■ EXERCISE DETAILS
Only one span of the listing below is wanted: the lines from the one with "Target: clear blue sky background" through the one with "Each instance of the weathered", reproduced exactly, both ends kept.

:::

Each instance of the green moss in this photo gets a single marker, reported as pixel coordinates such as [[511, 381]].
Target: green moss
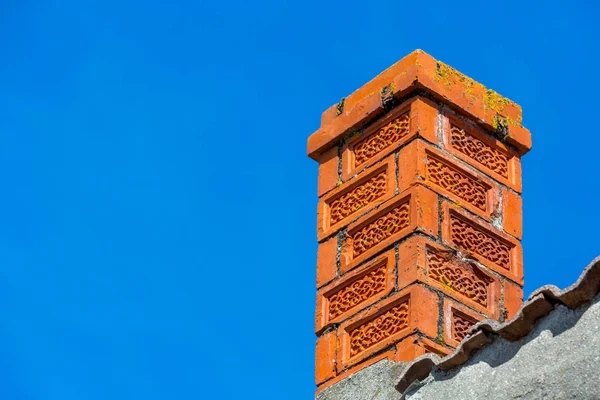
[[451, 78]]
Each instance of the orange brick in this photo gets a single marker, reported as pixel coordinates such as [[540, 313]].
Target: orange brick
[[339, 207], [484, 152], [325, 357], [414, 309], [512, 213], [513, 298], [415, 210], [416, 117], [344, 374], [419, 70], [326, 264], [328, 171], [422, 163], [482, 242], [519, 137], [457, 321], [423, 260], [415, 346], [367, 109], [356, 291]]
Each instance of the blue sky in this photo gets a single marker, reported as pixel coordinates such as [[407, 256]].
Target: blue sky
[[158, 234]]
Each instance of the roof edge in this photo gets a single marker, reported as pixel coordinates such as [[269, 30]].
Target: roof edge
[[539, 304]]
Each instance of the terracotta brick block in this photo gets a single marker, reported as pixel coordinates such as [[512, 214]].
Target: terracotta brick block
[[368, 108], [413, 309], [415, 346], [416, 71], [416, 117], [326, 264], [350, 371], [421, 259], [415, 210], [340, 206], [325, 357], [513, 298], [457, 321], [482, 242], [520, 138], [421, 163], [356, 291], [512, 213], [487, 154], [329, 115], [328, 171]]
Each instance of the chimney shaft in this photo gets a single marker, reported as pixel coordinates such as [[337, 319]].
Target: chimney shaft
[[419, 216]]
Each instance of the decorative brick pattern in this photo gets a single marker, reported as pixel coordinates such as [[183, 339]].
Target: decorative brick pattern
[[381, 229], [357, 292], [457, 182], [351, 199], [382, 327], [483, 242], [458, 319], [478, 151], [422, 260], [357, 198], [415, 210], [385, 137], [473, 239], [456, 277]]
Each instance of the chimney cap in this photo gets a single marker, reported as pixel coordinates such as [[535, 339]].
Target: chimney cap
[[420, 71]]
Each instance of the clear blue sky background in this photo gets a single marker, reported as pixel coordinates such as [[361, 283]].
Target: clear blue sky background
[[158, 227]]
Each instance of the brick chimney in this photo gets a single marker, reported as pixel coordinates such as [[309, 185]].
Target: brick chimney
[[419, 216]]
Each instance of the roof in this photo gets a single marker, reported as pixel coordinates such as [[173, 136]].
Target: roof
[[539, 304]]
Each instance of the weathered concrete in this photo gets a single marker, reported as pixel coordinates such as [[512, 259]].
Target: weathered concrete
[[559, 359], [375, 382]]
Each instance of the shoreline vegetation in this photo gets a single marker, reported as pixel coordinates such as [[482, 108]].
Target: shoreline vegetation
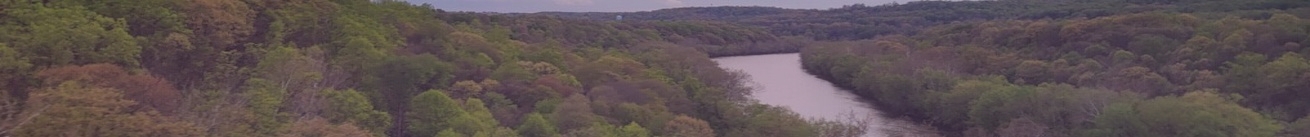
[[349, 68], [1056, 67], [353, 68]]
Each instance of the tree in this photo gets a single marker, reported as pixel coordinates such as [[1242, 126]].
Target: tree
[[222, 24], [431, 112], [72, 108], [149, 91], [13, 68], [467, 89], [68, 37], [320, 127], [536, 125], [350, 106], [688, 127], [574, 112], [633, 129], [1197, 114], [265, 103]]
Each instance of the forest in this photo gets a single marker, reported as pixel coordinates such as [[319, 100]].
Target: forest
[[1137, 75], [1056, 68], [366, 68], [358, 68]]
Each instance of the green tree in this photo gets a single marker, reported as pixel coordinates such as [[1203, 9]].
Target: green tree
[[68, 35], [633, 129], [537, 125], [688, 127], [1199, 114], [266, 103], [432, 112], [72, 108], [350, 106]]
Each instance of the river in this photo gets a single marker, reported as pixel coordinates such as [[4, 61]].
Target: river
[[778, 80]]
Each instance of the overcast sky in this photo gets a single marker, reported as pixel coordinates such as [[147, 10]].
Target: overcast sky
[[626, 5]]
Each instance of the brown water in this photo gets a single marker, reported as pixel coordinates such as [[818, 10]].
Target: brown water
[[778, 80]]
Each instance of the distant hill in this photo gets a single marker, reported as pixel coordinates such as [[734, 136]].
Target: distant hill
[[862, 22]]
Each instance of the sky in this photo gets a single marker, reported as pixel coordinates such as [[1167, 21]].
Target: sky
[[626, 5]]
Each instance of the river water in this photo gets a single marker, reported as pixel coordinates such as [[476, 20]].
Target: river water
[[778, 80]]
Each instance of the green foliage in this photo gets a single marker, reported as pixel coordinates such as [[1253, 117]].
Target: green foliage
[[265, 102], [72, 35], [536, 125], [633, 129], [432, 112], [1194, 115], [350, 106]]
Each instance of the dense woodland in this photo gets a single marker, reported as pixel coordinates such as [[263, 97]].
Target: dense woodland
[[1057, 68], [354, 68], [351, 68], [861, 21], [1141, 75]]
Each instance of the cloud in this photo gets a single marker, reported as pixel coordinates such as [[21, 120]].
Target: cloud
[[574, 1]]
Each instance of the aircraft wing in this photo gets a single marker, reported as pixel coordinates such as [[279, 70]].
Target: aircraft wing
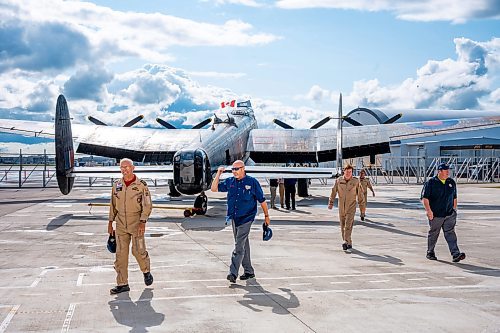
[[284, 172], [147, 172], [319, 145], [139, 144], [28, 128], [166, 172]]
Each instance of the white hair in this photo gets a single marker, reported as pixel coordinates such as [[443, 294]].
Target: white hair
[[126, 160]]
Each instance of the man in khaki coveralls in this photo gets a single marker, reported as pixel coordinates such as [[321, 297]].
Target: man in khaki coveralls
[[365, 185], [348, 188], [130, 207]]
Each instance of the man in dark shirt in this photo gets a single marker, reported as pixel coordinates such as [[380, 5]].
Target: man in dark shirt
[[290, 192], [273, 185], [243, 192], [439, 197]]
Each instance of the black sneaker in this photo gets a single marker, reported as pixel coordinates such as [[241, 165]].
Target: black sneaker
[[247, 276], [431, 256], [231, 278], [459, 257], [119, 289], [148, 278]]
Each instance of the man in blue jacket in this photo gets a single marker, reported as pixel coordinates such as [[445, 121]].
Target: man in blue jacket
[[439, 197], [243, 192]]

:::

■ REPLY
Target: clear blue sky background
[[158, 227]]
Each instance of the brick chimney in this photo gets a single marker, reported as pixel coordinates such as [[309, 185]].
Target: brick chimney
[[419, 216]]
Each instance of the roof in this photo gets a single marker, reported as pixel coordinates such as [[173, 136]].
Target: roof
[[539, 304]]
Each instance of the weathered concrete in this photo gets a single marker, reported as pixel coordinates such as [[512, 259]].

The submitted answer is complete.